**Provided information:**
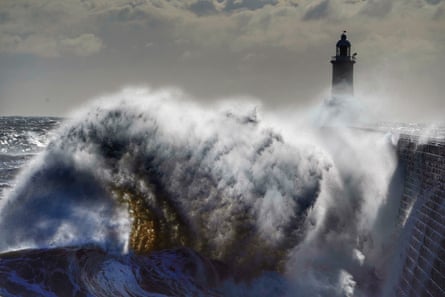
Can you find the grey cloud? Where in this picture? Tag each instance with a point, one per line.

---

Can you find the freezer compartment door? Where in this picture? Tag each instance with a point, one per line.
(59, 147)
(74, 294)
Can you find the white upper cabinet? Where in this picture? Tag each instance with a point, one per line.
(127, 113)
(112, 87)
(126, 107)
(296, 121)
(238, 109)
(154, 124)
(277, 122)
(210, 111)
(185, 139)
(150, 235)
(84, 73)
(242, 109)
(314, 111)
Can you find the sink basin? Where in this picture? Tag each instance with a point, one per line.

**What the task asks:**
Please count the lines in the records above that contain the word "find", treating uppercase and lowercase as different, and reply with the number alone.

**Reply:**
4